## Exercise description
Write the next part of the forum thread on semi-pro versus pro DSLR cameras, beginning with the reply posted under Mack's name.

## Document passage
++++

# semi or pro DSLR?



## Rose (Dec 14, 2005)

Hi there, i am new here so i am not sure whether this has been discussed here, but i was wondering if anyone out there could fill me in on the difference between a Semi-Professional and a Professional Digital SLR camera! I am just looking at buying one and am not sure whether spending the extra money on a professional is going to pay off. Many people say that they wish they had bought a Professional to start with, but if one isnt going to use the functions i dont see the point.

So what are the differences ?

I am studying photography, cant really specify the area of photography that i do, i am trying to be an 'all-arounder'! 

Thank U 


..sorry to come on here and burst all these questions but you all seem like a helpful bunch...:thumbup:


----------



## DocFrankenstein (Dec 14, 2005)

Pro bodies have more functions, better build, better AF, more FPS... etc etc

But if you don't know what you're shooting, and what functions you're going to use, then we're sure won't be able to decide for you.

You can learn with just about anything and you get what you pay for in terms of performance.


----------



## Rose (Dec 14, 2005)

whats is FPS?

Yes you are right, most people i have spoken to have confirmed that very thing! however is it naive to assume that the pro cameras might one day (soon hopefully in the next 2 years) come down price-wise to where the semi-pro camera lie, say the Canon 350D @800 EURO ?.... 

im guessing that youre :lmao:


----------



## Rob (Dec 14, 2005)

Frames per Second - the rate at which the camera can take pictures.


----------



## Mack (Dec 14, 2005)

++++

## Data extract
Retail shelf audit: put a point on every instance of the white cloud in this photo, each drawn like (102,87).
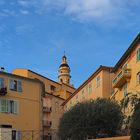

++++

## Result
I'd say get a DSLR D50, im completey new to all this DSLR stuff, and the D50 is amazing, whack it on Autofocus and you take any shot and its perfect!


----------



## Rob (Dec 14, 2005)

As a photography student, I am sure that you will need only a basic SLR with fully manual control functions. If you are getting a DSLR then the 350D or D50 would be more than capable of doing the job.

The only advantage to getting a true pro camera from your persective is for the superior build quality. As a student on a budget, I do not think this is sufficient justification for paying an extra 0 on the price.

Rob


----------



## hobbes28 (Dec 14, 2005)

Rob said:
			
		

> As a photography student, I am sure that you will need only a basic SLR with fully manual control functions. If you are getting a DSLR then the 350D or D50 would be more than capable of doing the job.
> 
> The only advantage to getting a true pro camera from your persective is for the superior build quality. As a student on a budget, I do not think this is sufficient justification for paying an extra 0 on the price.
> 
> Rob




Ditto.  Very well put Rob.


----------



## Rose (Dec 14, 2005)

yes thats true thank you for clarifying that its basically 'only' the build of the camera- and if i was going to go into sports id probably need the extra FPS, but as im not sure its most likely not going to pay off-!

just been checking out the Nikon D50, finding its a bit more expensive then the 350 D Canon, and the reviews are not as positive - i think canon have really become the leaders in the package of 'low price + compact DSLR', they more quickly seem to reduce their prices, making it affordable for the masses- however i always thought nikon were better quality- wise ?! 

or is it not possible to put it this plainly?:thumbdown: :thumbup:


----------



## photoboy15 (Dec 14, 2005)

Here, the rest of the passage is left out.